What you have to do:
Take the entries below and print only the lines from the one with "One point rides on each instance of the dark ceiling" through the one with "One point rides on each instance of the silver", exactly as they stand, both ends included.

Input data:
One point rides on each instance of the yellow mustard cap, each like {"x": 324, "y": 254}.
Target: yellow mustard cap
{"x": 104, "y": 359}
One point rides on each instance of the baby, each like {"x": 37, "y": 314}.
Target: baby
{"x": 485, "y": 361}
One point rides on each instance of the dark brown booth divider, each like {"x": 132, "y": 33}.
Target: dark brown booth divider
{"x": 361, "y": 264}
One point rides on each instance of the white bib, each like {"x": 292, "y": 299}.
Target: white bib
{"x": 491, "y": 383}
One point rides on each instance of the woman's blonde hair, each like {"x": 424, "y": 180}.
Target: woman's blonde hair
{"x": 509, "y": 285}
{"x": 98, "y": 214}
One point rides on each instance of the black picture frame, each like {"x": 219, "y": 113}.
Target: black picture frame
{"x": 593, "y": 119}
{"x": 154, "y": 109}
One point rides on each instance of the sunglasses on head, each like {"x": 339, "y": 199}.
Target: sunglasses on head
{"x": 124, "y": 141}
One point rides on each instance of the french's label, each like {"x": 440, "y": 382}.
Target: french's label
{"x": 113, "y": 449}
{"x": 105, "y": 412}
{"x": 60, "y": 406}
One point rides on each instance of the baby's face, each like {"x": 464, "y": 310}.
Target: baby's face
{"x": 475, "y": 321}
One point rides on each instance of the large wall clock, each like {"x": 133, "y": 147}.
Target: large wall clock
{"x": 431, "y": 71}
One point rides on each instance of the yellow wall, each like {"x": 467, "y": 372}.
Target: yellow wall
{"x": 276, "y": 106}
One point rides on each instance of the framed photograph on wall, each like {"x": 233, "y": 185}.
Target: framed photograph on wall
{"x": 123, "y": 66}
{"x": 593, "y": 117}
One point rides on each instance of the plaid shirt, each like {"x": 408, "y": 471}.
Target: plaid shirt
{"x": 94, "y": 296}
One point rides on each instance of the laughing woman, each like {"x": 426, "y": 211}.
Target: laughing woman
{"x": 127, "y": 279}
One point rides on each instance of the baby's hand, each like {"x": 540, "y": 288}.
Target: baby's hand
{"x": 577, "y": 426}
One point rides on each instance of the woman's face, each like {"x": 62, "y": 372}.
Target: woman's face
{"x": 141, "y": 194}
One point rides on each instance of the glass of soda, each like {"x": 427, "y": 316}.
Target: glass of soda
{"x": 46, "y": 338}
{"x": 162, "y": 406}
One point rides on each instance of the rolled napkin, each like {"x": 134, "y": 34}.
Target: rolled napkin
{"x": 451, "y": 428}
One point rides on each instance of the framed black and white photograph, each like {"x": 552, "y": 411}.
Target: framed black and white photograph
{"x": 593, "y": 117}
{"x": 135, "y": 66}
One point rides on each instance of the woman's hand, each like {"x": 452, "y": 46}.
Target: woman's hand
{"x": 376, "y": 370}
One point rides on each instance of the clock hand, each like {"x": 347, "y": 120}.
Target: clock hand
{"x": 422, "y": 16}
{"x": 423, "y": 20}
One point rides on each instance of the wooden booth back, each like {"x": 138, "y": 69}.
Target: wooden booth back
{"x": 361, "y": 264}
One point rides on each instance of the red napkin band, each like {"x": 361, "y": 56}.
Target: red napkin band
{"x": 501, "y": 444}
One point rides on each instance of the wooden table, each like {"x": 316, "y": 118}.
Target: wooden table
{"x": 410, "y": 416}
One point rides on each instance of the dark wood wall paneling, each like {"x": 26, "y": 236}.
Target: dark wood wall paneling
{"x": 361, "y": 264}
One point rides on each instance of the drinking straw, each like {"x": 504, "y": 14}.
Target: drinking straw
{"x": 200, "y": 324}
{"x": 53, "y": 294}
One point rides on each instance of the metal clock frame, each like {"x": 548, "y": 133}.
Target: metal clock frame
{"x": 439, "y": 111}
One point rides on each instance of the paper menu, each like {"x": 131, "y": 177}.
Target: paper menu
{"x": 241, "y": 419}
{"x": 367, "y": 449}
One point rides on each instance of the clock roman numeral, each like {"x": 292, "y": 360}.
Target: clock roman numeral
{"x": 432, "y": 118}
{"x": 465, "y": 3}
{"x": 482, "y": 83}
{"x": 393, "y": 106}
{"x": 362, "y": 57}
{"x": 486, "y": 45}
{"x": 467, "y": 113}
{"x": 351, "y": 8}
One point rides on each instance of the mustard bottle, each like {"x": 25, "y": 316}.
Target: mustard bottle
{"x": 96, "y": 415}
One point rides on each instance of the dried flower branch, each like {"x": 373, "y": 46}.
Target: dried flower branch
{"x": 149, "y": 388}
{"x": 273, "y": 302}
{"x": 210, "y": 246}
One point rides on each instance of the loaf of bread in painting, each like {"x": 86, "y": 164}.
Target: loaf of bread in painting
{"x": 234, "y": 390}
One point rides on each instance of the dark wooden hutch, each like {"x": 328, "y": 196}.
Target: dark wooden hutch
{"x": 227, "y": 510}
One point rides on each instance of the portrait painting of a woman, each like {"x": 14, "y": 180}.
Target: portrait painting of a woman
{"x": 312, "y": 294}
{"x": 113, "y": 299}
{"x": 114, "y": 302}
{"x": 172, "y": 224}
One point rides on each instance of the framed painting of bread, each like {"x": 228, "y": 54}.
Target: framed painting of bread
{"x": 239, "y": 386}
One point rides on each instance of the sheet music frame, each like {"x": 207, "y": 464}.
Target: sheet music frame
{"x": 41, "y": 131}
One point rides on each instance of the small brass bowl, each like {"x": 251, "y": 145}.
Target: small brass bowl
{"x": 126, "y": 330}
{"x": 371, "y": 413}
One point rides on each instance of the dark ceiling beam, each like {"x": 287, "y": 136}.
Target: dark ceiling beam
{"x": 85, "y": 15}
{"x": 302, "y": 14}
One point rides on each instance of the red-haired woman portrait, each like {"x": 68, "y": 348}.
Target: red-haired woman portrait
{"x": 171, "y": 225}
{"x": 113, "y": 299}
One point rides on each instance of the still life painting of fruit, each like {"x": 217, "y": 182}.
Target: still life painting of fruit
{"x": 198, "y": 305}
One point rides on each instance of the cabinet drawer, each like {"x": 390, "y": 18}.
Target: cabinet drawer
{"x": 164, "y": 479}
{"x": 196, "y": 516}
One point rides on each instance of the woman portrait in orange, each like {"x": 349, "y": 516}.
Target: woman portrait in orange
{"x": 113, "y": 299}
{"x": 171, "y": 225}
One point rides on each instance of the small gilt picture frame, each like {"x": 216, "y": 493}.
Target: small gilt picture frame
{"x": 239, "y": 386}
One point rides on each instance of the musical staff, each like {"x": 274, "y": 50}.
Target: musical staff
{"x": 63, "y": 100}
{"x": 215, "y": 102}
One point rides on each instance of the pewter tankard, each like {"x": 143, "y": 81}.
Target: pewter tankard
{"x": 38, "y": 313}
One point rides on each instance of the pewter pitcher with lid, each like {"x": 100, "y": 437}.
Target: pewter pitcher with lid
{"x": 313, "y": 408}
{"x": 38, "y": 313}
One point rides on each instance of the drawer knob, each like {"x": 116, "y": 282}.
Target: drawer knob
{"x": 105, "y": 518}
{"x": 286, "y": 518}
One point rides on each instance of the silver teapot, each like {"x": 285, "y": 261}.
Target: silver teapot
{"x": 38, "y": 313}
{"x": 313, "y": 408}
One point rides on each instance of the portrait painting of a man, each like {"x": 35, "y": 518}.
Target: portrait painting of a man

Written reply:
One point rides on each instance of the dark ceiling beam, each like {"x": 287, "y": 136}.
Target: dark ceiling beam
{"x": 85, "y": 15}
{"x": 302, "y": 14}
One point rides on each instance of the red-haired woman portrait, each like {"x": 68, "y": 348}.
Target: red-haired woman portrait
{"x": 171, "y": 225}
{"x": 113, "y": 299}
One point rides on each instance of the still life painting of fruit, each like {"x": 217, "y": 182}.
Target: still life painting of fruit
{"x": 198, "y": 305}
One point rides on each instance of the cabinet drawer, each like {"x": 390, "y": 18}.
Target: cabinet drawer
{"x": 164, "y": 479}
{"x": 196, "y": 516}
One point rides on each instance of the woman portrait in orange, each like {"x": 349, "y": 516}.
Target: woman portrait in orange
{"x": 113, "y": 299}
{"x": 171, "y": 225}
One point rides on each instance of the small gilt picture frame, each like {"x": 216, "y": 493}.
Target: small gilt picture frame
{"x": 239, "y": 386}
One point rides on each instance of the musical staff, each like {"x": 274, "y": 50}.
Target: musical staff
{"x": 63, "y": 100}
{"x": 215, "y": 102}
One point rides on each instance of the pewter tankard, each like {"x": 143, "y": 81}.
Target: pewter tankard
{"x": 38, "y": 313}
One point rides on each instance of the pewter pitcher with lid, each like {"x": 100, "y": 437}.
Target: pewter pitcher with lid
{"x": 313, "y": 408}
{"x": 38, "y": 313}
One point rides on each instance of the drawer knob, each like {"x": 116, "y": 282}.
Target: drawer knob
{"x": 105, "y": 518}
{"x": 286, "y": 518}
One point rides on each instance of the silver teapot, each like {"x": 285, "y": 261}.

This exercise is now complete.